Exercise description: Count how many lines of the data below contain the word "vegetation" and reply with that number only.

Given entries:
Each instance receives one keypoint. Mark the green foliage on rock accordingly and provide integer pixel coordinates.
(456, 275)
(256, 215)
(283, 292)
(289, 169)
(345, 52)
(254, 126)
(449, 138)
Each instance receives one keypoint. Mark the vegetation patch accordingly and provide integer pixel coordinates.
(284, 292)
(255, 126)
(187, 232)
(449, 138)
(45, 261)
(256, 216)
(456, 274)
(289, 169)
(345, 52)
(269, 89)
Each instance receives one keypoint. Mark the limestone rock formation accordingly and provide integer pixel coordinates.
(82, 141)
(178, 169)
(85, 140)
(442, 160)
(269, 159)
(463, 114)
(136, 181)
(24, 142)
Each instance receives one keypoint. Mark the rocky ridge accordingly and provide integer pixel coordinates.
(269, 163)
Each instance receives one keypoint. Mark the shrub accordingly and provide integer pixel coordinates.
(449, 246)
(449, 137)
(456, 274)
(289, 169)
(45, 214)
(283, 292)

* * *

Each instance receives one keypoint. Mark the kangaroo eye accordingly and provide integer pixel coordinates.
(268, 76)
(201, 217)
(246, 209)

Solution to this problem: 1